[EXCERPTED DATA start]

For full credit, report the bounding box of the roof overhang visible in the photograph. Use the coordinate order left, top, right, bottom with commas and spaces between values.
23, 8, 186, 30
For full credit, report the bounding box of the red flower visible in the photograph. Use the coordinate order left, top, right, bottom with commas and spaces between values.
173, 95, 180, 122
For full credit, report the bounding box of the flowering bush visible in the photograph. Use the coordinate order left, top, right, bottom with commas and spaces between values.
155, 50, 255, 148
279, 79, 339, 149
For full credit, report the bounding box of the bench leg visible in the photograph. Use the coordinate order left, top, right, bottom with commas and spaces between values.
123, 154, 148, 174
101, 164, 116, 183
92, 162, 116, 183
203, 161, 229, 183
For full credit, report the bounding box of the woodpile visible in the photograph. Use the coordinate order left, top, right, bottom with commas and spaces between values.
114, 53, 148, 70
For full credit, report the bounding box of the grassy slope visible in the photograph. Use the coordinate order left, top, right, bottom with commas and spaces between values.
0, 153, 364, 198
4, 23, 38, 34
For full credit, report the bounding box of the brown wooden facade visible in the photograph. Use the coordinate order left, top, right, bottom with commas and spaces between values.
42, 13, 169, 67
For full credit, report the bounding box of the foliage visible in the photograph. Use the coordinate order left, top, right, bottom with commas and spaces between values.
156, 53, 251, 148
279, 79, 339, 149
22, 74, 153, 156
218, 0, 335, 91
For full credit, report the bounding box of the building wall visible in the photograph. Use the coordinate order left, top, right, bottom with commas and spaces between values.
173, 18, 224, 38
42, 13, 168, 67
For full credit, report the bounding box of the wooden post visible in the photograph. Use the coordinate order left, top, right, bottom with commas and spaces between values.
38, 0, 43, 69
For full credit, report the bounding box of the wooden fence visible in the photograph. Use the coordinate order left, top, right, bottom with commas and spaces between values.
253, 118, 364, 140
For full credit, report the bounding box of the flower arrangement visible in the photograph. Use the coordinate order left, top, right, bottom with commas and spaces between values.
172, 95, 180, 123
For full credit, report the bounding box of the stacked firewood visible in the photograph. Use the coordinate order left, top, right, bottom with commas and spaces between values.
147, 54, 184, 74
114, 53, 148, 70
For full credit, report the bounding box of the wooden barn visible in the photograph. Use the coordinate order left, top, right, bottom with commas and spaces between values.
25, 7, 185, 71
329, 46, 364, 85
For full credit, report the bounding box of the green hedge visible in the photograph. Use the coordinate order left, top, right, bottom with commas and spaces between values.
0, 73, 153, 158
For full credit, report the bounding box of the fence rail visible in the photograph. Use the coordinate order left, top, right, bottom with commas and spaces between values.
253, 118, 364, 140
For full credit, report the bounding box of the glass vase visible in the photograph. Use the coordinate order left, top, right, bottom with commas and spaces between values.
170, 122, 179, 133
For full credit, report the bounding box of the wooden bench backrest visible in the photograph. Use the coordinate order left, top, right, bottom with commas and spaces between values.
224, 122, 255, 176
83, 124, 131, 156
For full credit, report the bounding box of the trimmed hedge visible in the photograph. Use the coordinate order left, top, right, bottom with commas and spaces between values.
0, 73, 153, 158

[EXCERPTED DATA end]

WHAT NEEDS TO BE DONE —
Lay out all the items above as a numbered list, one line per entry, and leave out any blank lines.

RESULT BELOW —
1. For full credit, report the bounding box of the roof overhang visible in the photograph. Use the coordinate order left, top, right, bottom with commas and spaces between values.
2. 23, 8, 186, 30
3. For full credit, report the bounding box of the red flower visible in the photograph. Use the coordinate order left, top, right, bottom with commas and spaces between values.
4. 173, 95, 180, 122
5. For full credit, report the bounding box of the flowering bush visible in the photograph. Use the coordinate order left, top, right, bottom with commas and spaces between values.
6. 155, 50, 255, 148
7. 279, 79, 339, 149
8. For full credit, report the bounding box of the bench leg visible in the photograph. Use the coordinate order left, top, right, bottom with commas and spaces between values.
9. 123, 154, 148, 174
10. 101, 164, 116, 183
11. 92, 162, 116, 183
12. 203, 161, 229, 183
13. For full credit, report the bounding box of the woodpile visible in the photograph. Use the coordinate order left, top, right, bottom with commas and spaces between values.
14. 114, 53, 148, 70
15. For full credit, report the bounding box of the grassy slope visible in the photograph. Use the coordinate order left, top, right, bottom with commas and spaces between values.
16. 0, 153, 364, 198
17. 4, 23, 38, 34
18. For full credit, report the bounding box of the brown wooden facade visible in the photograph. Use the coordinate order left, top, right, bottom with commas and spaces between values.
19. 42, 13, 169, 67
20. For full credit, report the bounding box of the foliage visible in the photograph. Use the coordinate order left, top, right, bottom with commas and spaces between values.
21. 156, 53, 251, 148
22. 279, 79, 339, 149
23. 22, 74, 153, 156
24. 218, 0, 335, 91
25. For full credit, report the bounding box of the building wall visible in the photograph. Use the coordinate order left, top, right, bottom with commas and spaces between values.
26. 173, 18, 224, 38
27. 42, 13, 168, 67
28. For full credit, report the bounding box of the wooden post visible in the photograph. Use the coordinate order left, top, right, bottom with commas and spaces between values.
29. 38, 0, 43, 69
30. For full credit, report the bounding box of the wooden fence visible in the photograph. Use the coordinate order left, top, right, bottom with commas and spaces between values.
31. 253, 118, 364, 140
32. For full credit, report the bounding box of the flower arrangement visible in the photograph. Use the coordinate order left, top, right, bottom with commas and spaces between values.
33. 172, 95, 180, 123
34. For full credit, report the bounding box of the stacked firewood visible in the photograph. Use the coordinate order left, top, right, bottom with commas and spaces between values.
35. 147, 54, 184, 74
36. 114, 53, 148, 70
37. For full credit, report the bounding box of the wooden barn visible in the photograph. Use the coordinate order left, top, right, bottom with commas and spaces between values.
38. 25, 7, 185, 71
39. 329, 46, 364, 85
40. For full credit, report the bounding box of the green hedge visible in the photograph. Use the coordinate order left, top, right, bottom with commas and spaces between values.
41. 0, 73, 153, 158
42. For full credit, report the bounding box of the fence rail visible in the photograph. Use the coordinate order left, top, right, bottom with commas and spaces between values.
43. 253, 118, 364, 140
44. For full credit, report the bounding box of the glass vase visible in the photograph. Use the coordinate order left, top, right, bottom with commas and spaces between values.
45. 170, 122, 179, 133
46. For full credit, report the bounding box of the wooden bench backrest visible in the photograph. Use the coordinate order left, top, right, bottom with commas and spaces between values.
47. 224, 122, 255, 176
48. 83, 124, 131, 156
49. For full credit, report the bounding box of the trimmed hedge visible in the photograph. Use the coordinate order left, top, right, bottom with commas and spaces between values.
50. 0, 73, 153, 158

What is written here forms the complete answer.